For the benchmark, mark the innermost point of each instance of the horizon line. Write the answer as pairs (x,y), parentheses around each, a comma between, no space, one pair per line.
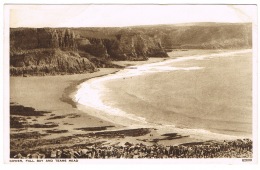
(174,24)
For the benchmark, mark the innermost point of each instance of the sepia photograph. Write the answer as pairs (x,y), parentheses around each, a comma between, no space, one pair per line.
(167,82)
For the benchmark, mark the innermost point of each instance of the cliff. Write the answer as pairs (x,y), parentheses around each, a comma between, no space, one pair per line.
(45,51)
(33,38)
(124,46)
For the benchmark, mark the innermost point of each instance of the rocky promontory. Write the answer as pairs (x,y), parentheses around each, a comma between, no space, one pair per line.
(45,51)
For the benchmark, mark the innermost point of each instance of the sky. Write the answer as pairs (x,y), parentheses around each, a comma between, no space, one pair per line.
(125,15)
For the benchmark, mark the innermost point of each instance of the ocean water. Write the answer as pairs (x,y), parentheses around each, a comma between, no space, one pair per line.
(204,95)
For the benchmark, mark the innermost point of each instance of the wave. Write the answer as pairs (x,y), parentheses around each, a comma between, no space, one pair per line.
(89,94)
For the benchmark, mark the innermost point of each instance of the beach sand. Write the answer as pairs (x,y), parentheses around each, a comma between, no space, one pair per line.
(73,127)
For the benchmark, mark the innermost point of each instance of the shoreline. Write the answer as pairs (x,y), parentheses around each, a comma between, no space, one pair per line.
(58,94)
(171,59)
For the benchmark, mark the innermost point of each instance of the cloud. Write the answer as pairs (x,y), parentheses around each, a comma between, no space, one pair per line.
(124,15)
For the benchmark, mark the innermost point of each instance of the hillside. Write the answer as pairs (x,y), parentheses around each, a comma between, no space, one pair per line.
(76,50)
(45,51)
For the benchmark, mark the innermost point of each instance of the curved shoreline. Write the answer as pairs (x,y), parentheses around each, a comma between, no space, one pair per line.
(142,123)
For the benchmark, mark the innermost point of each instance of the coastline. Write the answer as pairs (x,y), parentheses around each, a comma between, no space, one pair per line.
(193,132)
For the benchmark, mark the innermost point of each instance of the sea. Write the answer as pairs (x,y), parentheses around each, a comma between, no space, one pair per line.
(206,96)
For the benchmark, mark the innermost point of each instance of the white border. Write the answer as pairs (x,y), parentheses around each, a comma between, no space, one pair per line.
(119,163)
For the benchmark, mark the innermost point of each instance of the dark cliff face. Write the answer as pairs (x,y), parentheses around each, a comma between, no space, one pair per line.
(125,46)
(45,51)
(33,38)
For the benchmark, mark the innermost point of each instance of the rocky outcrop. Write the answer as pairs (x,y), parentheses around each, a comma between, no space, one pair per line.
(34,38)
(45,51)
(49,62)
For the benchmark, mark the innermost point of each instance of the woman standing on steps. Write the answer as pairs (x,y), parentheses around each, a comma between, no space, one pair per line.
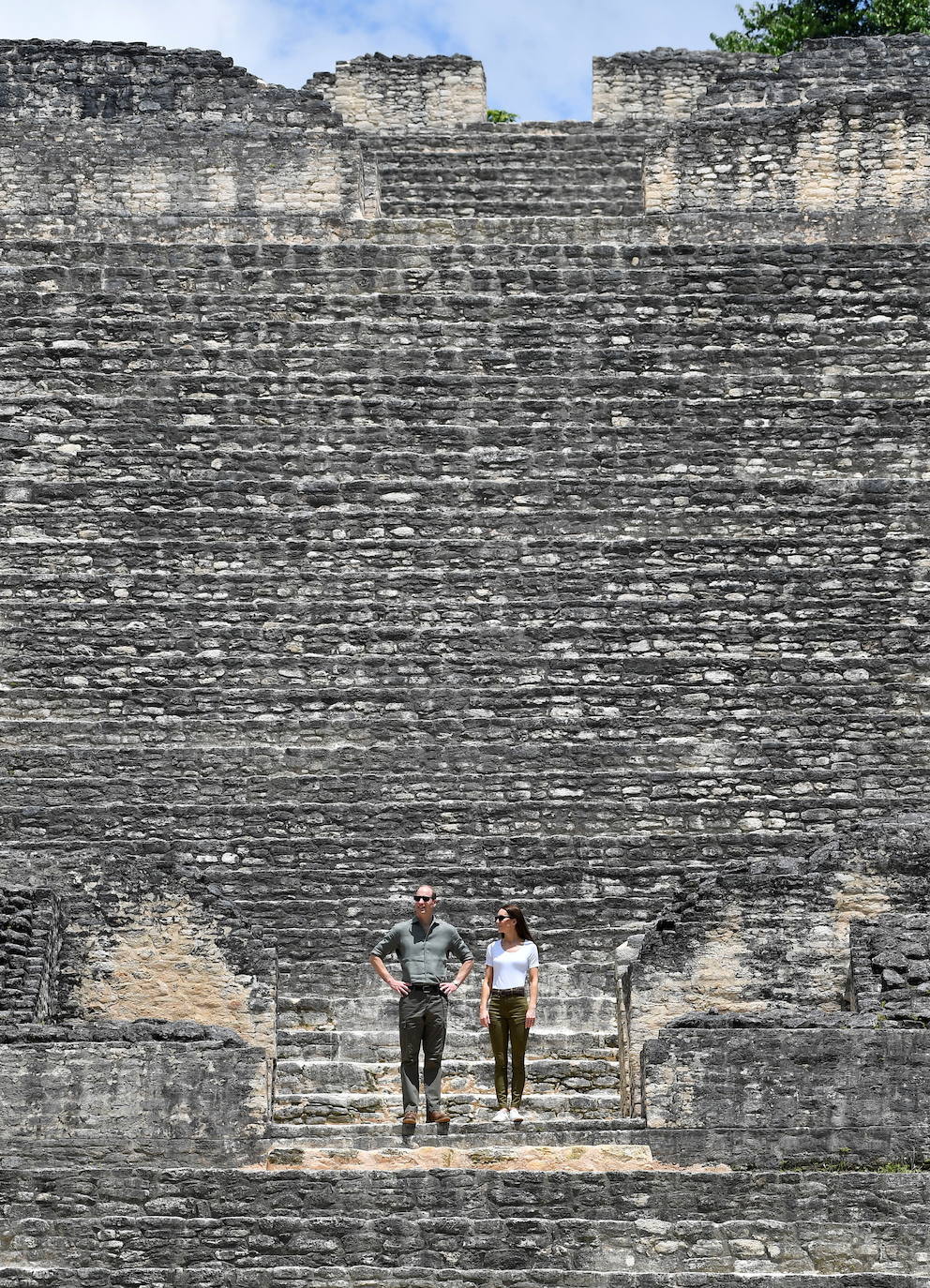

....................

_SHORT PROBLEM_. Extract every line of the rows above that contains the string "cliff". Letter case must match.

_SOLUTION FOR THIS PROBLEM_.
For the benchmark, mark the innermost point of each instance of the cliff. Write the answer as pairs (x,y), parentheses around each, a comma between, no space, one pair per line.
For the benchmark, mark the innermost point of each instance of the dark cliff face. Write the answer as pairs (x,y), parentheses around each, a comma between, no space, one pair per line.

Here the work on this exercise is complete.